_SET TASK 1_
Reproduce the forum thread word for word from "Yup most probably" up to and including "look at it.".
_SET TASK 2_
Answer these questions from the forum thread:
(a) In the reply that begins "Sorry, haven't had a chance", what setup does the poster say their system runs?
(b) How long did the stress tests run without a crash?
(c) Why was the PSU issue put aside?
_SET TASK 3_
Please continue the forum thread about the crashes, picking up after the instruction "2. Don't connect any USB device."

_PASSAGE TO READ_

★ ★ ★ ★

Jump to content

Recommended Posts

Posted
7 hours ago, gprovost said:

 

Yup most probably not related to marvell_xor, just a coincidence. Because yes we have 2 users (it includes you) who see the crash and don't have RAID 5 or 6 setup.

 

 

There was some changes back in Jan that were related to DVFS. We need to re look at it.

 

 

 

Sorry, haven't had a chance to get back to this.  My system is running a 3-disk btrfs / raid 5

Posted

Ok with @aprayoga and @count-doku we run cpu and I/O load tests on 3 different in order to try reproduce any of the issue mentioned in the past days, but so far no crash after more than 24hours of stress tests and uptime.

 

For now we are unable to figure out the common denominator between the setup of the following people :

@taziden

@devman

@FrancisTheodoreCatte

@DavidGF

@pekkal

 

PSU issue was put aside after few of you measured the output voltage and it was correct.

 

So in order to figure out if it's software or hardware related, could you guys run your system on a clean and latest image Armbian Buster and follow the instructions ?

(Ideally you use a new SD card to do this test.)

1. Don't play with cpu frequency, let the DVFS do its job.

2. Don't connect any USB device.

★ ★ ★ ★

_DATA SHOWN_
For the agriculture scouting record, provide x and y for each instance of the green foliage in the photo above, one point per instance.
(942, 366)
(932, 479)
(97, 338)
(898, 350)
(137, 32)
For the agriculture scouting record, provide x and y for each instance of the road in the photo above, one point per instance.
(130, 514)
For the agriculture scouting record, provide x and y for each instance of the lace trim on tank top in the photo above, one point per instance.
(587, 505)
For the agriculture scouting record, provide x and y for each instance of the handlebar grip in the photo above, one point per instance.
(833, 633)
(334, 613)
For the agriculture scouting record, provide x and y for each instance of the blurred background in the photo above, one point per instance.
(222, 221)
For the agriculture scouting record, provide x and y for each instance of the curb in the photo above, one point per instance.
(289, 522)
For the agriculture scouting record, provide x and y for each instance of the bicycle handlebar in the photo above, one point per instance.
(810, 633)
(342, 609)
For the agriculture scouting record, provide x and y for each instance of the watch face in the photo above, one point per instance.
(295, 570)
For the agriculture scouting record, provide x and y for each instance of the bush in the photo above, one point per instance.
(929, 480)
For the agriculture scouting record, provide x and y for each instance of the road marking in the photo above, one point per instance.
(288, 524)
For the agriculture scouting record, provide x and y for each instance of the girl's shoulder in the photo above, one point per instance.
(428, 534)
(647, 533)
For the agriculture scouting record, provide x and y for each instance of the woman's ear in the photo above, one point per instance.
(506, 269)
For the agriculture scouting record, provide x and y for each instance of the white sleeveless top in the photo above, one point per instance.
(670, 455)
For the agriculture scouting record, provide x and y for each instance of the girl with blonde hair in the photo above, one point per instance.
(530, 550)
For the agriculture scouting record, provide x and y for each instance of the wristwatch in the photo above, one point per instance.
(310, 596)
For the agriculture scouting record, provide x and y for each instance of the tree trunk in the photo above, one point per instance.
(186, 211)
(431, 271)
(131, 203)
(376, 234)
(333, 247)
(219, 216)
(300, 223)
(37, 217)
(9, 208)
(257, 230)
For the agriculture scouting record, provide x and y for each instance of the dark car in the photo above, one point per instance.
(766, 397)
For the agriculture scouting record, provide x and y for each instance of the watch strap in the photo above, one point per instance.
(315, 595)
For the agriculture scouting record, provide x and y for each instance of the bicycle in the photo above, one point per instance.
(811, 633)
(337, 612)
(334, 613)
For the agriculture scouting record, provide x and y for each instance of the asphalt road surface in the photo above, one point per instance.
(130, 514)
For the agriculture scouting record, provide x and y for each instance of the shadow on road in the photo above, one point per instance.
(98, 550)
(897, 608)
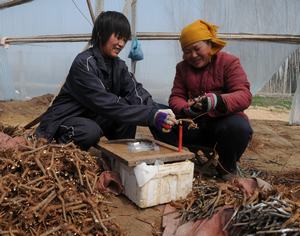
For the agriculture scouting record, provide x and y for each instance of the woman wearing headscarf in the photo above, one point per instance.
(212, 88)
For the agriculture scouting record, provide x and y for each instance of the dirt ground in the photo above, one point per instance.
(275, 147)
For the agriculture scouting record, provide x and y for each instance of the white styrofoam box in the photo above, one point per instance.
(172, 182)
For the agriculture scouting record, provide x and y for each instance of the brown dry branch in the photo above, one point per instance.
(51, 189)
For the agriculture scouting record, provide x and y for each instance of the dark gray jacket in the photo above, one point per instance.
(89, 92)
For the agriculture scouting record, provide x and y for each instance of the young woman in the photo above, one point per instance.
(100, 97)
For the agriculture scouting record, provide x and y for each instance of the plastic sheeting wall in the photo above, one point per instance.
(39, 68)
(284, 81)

★ ★ ★ ★

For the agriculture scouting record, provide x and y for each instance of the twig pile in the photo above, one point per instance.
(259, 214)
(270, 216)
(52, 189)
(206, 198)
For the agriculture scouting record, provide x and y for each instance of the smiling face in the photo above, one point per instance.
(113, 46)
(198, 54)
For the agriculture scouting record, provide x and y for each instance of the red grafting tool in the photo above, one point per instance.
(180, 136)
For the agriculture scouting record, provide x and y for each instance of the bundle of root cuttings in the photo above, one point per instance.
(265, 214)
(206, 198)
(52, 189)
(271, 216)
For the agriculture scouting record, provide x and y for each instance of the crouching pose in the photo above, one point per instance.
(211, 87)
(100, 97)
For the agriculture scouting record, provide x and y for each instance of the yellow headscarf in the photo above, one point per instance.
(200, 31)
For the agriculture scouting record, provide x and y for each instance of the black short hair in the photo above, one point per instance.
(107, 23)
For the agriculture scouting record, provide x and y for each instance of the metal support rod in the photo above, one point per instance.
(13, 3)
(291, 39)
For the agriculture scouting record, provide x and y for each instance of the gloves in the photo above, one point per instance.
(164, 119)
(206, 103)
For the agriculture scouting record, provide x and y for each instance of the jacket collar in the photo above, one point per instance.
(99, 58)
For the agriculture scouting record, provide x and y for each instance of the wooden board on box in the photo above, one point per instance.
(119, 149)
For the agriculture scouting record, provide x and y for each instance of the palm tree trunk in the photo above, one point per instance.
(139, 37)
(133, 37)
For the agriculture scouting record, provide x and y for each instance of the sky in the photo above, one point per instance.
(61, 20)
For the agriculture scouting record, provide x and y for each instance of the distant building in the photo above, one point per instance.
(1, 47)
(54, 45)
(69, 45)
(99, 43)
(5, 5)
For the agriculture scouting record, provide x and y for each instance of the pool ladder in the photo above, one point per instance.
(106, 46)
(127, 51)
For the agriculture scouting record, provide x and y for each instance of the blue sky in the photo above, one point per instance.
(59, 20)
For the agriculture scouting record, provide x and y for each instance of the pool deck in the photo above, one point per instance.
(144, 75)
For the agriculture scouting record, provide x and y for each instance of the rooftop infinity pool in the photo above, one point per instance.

★ ★ ★ ★

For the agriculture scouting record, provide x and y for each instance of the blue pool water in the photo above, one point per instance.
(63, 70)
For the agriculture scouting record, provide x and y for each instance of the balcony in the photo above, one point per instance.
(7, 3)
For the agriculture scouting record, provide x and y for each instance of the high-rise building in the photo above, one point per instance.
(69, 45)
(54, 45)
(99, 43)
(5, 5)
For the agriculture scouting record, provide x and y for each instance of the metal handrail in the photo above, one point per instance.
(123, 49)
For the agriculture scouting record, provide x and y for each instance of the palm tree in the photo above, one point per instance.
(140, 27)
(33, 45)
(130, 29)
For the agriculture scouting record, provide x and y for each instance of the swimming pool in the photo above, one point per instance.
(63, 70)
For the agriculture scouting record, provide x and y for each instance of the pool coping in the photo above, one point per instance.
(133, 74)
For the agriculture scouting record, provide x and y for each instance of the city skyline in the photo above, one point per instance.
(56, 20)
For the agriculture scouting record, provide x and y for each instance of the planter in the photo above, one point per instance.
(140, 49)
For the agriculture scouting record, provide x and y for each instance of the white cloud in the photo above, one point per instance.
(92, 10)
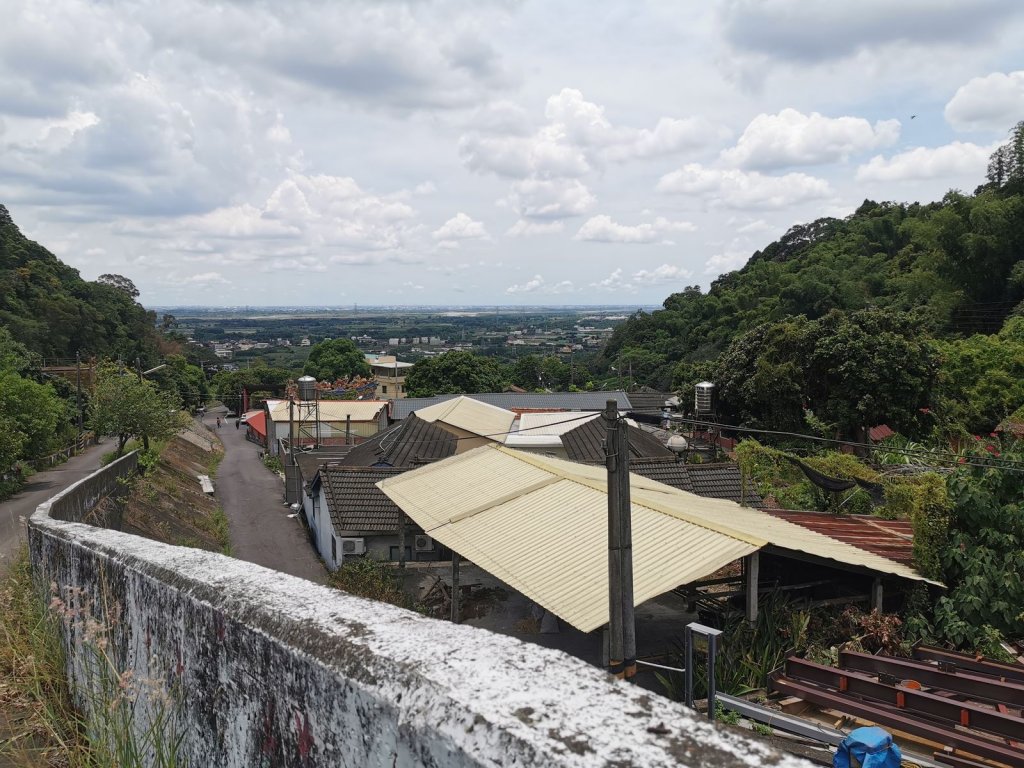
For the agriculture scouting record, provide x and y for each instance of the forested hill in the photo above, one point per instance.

★ ★ ★ ★

_OUTPUT 1_
Yup most probably not related to marvell_xor, just a coincidence. Because yes we have 2 users (it includes you) who see the crash and don't have RAID 5 or 6 setup.

 

 

There was some changes back in Jan that were related to DVFS. We need to re look at it.

_OUTPUT 2_
(a) A 3-disk btrfs / raid 5.
(b) More than 24 hours.
(c) A few of the users measured the output voltage, and it was correct.

_OUTPUT 3_
3. Don't install all the bunch of software you usually use (No OMV or Plex), just enough to read / write file over the network (via ssh / http / rsync or samba).

4. Edit /boot/armbianEnv.txt and add :  extraargs=ignore_loglevel (need to reboot system)

5. Connect to serial console and log-in, then do

dmesg -n 7

dmesg -w

6. Try to generate load by copying file to / from your helios4. You can also use dd to generate dummy file on your HDD.

 

Hopefully (or not) you manage to reproduce the issue.

 

 

@devman your boot env file is corrupted,  maybe there is other thing no correct in your system. So time to do a fresh install.

 

image.png.17e4023bca7752413005f423bfa5192d.png

 

it should be :

root@helios4:~$ cat /boot/armbianEnv.txt 
verbosity=1
eth1addr=0A:54:C9:1E:91:F0
spi_workaround=off
overlay_prefix=armada-388-helios4
rootdev=UUID=50c31f1b-67ba-4709-b677-f821bd52086f
rootfstype=ext4
usbstoragequirks=0x2537:0x1066:u,0x2537:0x1068:u

 

Posted

@gprovost (how do I refer to a person/userid in this forum?)

re: "how to debug"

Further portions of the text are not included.